--- start ---

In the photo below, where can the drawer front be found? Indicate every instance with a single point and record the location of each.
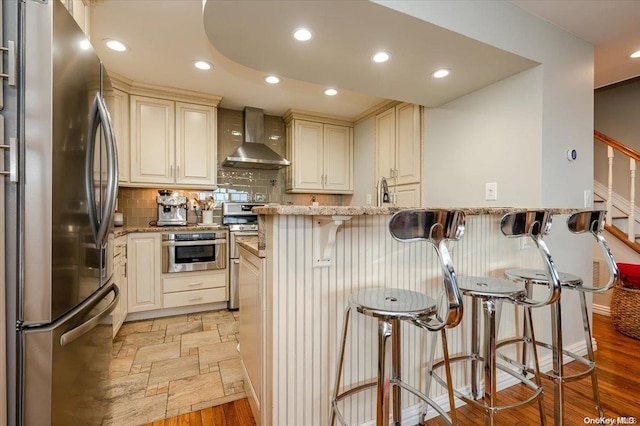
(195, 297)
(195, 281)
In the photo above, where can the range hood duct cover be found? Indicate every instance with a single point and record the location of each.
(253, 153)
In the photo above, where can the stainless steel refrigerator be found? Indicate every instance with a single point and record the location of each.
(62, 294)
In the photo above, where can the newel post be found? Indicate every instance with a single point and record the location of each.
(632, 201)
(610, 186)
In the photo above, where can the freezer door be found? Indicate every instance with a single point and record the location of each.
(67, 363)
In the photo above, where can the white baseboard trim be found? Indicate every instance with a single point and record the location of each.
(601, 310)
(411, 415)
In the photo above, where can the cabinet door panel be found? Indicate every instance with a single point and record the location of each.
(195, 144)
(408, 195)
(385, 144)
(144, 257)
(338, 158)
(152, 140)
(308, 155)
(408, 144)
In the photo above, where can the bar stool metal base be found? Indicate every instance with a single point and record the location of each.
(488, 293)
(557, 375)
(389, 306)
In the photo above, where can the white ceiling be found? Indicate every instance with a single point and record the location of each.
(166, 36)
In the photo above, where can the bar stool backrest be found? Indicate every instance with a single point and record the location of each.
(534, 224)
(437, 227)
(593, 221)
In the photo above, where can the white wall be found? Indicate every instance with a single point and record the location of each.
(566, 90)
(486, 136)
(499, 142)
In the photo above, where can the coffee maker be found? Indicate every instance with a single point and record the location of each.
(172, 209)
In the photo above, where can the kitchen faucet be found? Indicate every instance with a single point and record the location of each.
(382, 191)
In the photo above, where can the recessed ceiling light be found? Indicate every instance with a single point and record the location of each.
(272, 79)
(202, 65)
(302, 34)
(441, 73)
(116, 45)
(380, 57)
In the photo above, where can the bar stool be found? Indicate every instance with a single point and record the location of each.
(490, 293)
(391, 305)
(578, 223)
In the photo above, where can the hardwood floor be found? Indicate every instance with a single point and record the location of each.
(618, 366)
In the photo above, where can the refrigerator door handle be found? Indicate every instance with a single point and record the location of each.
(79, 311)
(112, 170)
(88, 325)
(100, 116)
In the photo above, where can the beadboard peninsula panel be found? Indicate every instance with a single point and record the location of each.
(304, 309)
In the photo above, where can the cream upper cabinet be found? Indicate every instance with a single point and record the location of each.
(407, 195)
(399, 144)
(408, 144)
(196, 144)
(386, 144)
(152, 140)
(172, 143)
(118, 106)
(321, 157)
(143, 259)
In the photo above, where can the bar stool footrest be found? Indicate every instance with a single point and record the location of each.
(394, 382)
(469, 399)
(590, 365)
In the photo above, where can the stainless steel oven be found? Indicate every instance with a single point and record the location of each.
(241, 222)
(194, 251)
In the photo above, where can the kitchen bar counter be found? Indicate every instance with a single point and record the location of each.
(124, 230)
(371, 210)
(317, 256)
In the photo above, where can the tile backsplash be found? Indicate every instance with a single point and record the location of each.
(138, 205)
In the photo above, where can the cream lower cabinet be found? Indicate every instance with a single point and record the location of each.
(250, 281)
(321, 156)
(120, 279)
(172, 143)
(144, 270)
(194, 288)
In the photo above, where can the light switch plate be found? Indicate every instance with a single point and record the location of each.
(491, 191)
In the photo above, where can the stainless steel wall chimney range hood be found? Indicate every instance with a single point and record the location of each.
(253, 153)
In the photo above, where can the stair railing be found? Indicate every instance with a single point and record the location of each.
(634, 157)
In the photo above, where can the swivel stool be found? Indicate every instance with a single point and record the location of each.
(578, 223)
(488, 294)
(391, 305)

--- end ---
--- start ---

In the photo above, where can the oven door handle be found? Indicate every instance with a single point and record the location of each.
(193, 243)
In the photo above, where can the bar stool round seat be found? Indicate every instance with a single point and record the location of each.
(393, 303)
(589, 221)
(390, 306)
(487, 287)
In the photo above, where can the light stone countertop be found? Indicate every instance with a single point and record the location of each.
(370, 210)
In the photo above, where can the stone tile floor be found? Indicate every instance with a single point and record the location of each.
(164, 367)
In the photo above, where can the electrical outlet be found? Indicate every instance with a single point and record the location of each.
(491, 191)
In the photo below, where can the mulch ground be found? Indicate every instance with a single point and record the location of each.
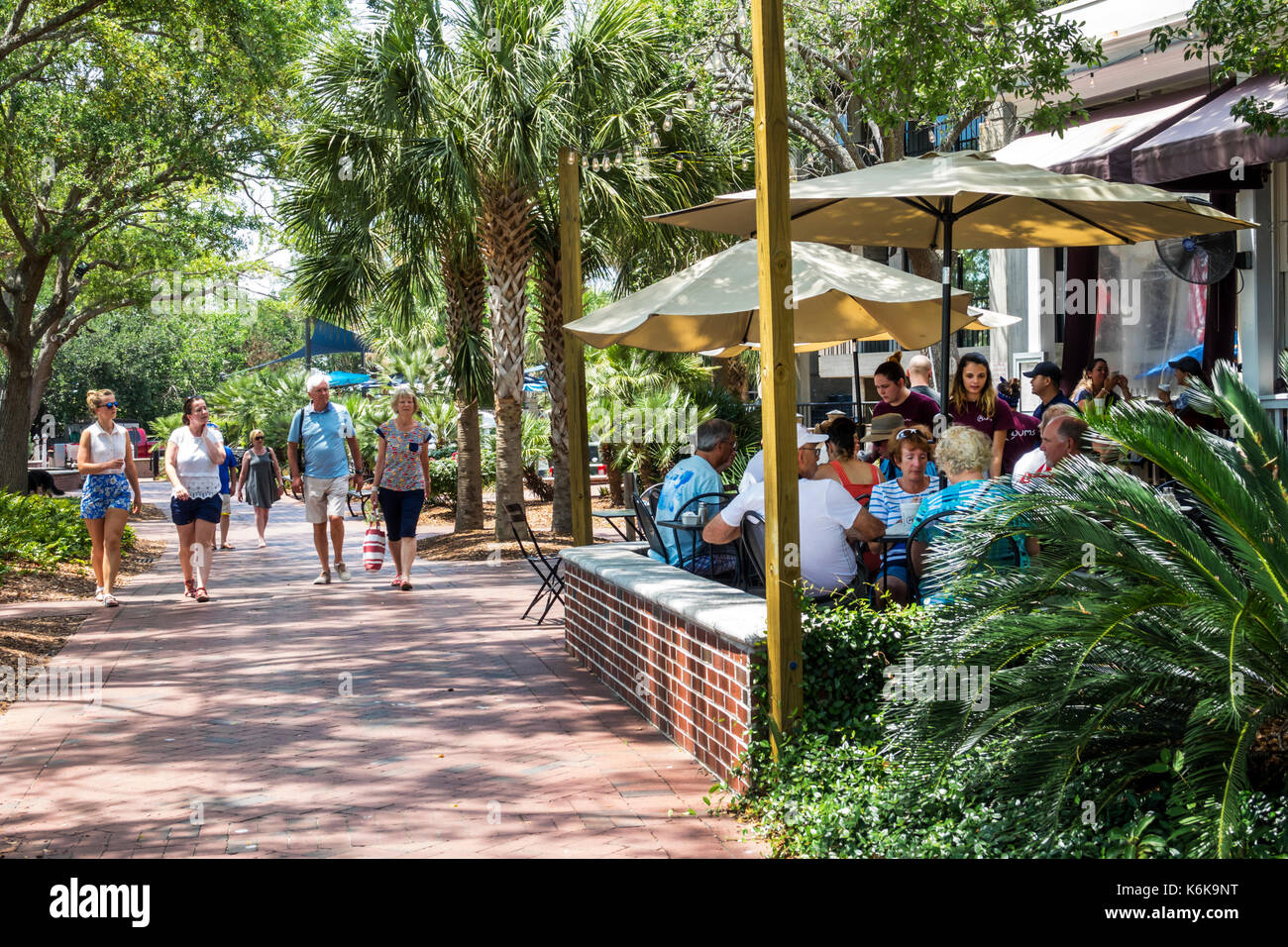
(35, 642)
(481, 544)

--- end ---

- Job: Extract every line of the data above that contains the string "stone", matching case exactly.

- Expected answer:
In the photo above, where can the light stone countertop be found? Indicate every instance with a single point and record the location of each.
In the photo above, where can the stone tile floor be found? Indicate every instance with a single point and record the location of each.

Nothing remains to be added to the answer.